WRITTEN REQUEST
Count the lines in the material below that contain the string "unit", and give only that number.

━━━━━━━━━━━━━━━━━━━━━━━━━━━━━━

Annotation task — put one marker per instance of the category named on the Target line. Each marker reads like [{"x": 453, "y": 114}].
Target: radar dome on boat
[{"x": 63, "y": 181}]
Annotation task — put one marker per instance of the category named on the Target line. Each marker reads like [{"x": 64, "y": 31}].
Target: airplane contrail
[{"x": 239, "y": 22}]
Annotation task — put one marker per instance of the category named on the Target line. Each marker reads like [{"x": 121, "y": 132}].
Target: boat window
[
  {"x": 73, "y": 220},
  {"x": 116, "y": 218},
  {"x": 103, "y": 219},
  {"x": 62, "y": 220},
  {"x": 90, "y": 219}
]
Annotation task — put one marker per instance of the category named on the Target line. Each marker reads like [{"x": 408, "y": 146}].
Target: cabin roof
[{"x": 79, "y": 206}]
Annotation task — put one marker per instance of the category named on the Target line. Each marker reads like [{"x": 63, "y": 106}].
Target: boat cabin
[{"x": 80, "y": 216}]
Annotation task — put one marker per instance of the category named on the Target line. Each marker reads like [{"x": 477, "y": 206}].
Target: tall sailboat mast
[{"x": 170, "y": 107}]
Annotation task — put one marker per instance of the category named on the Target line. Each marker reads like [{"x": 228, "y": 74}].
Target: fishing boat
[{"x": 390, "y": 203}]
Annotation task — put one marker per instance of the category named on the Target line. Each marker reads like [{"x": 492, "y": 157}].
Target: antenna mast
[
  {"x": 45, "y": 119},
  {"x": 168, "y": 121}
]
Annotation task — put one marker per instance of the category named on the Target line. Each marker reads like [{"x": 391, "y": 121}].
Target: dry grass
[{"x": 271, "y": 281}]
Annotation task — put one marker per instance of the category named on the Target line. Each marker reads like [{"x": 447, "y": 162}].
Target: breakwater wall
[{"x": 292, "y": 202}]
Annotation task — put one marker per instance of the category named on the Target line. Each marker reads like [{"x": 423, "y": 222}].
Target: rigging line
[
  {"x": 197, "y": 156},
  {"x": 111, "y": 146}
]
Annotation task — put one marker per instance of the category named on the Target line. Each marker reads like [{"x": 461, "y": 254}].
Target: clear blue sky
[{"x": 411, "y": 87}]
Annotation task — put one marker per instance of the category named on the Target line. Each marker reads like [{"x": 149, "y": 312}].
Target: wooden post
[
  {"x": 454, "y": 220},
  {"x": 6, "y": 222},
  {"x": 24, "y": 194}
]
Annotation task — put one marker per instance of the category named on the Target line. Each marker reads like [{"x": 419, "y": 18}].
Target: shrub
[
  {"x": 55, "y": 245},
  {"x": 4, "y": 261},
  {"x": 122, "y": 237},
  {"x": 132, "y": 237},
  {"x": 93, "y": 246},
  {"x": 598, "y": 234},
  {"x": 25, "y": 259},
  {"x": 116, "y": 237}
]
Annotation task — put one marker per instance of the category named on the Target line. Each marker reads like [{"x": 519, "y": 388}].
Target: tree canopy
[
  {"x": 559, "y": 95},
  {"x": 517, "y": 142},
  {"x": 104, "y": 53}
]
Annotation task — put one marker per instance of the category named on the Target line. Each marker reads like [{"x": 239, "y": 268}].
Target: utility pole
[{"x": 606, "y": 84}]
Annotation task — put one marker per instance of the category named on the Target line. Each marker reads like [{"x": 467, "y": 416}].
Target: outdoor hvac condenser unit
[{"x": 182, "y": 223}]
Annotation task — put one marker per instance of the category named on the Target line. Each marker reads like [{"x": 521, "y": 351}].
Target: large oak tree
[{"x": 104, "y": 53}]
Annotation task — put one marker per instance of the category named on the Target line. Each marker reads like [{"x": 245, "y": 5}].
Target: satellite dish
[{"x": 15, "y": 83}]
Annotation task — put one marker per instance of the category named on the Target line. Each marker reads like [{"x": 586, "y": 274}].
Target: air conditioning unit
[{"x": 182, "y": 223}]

━━━━━━━━━━━━━━━━━━━━━━━━━━━━━━

RESPONSE FOR THIS EXERCISE
2